* WHAT THIS TASK INVOLVES *
A faithful copy of all the data is required; pictures should not be included.

Extracted data entries:

··········

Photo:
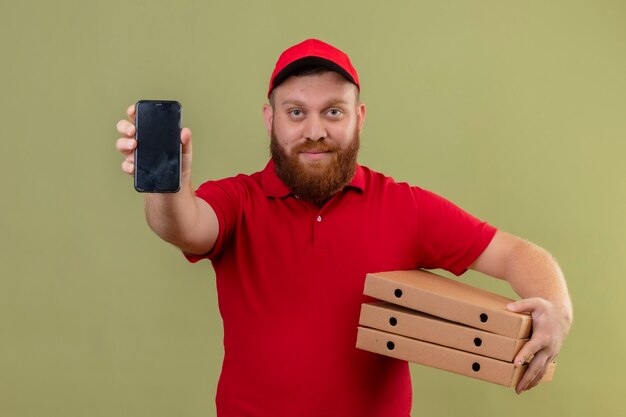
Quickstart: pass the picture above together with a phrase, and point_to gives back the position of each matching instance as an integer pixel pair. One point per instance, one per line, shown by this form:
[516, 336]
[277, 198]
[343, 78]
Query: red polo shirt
[290, 281]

··········

* RESPONSE AREA *
Photo:
Quickstart: pass the picture above together with a phrase, and point_to gives back the position of each matching instance as an integer pixel pair. One point per instance, one per line, shown by this form:
[516, 336]
[277, 198]
[343, 78]
Query: red polo shirt
[290, 281]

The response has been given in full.